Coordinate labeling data
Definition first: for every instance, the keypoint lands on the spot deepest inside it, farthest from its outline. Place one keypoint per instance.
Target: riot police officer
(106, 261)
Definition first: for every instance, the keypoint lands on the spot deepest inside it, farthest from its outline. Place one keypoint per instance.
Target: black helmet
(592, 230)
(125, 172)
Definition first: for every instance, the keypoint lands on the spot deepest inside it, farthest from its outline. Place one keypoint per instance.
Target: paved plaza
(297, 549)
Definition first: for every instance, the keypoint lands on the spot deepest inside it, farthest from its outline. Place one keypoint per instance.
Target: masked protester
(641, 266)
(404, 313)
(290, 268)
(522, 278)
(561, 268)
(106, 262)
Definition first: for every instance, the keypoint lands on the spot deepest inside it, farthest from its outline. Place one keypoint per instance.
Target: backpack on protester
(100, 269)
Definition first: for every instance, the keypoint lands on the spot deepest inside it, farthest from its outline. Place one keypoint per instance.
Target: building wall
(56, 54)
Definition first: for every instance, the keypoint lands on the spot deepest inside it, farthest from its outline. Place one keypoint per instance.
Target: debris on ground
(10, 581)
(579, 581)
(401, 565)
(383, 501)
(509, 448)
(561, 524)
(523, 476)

[Problem requirements] Select every line above that contains the string "protester" and copy each of those lines in full. Case counts when matching.

[Solution below]
Target: masked protester
Target: backpack on protester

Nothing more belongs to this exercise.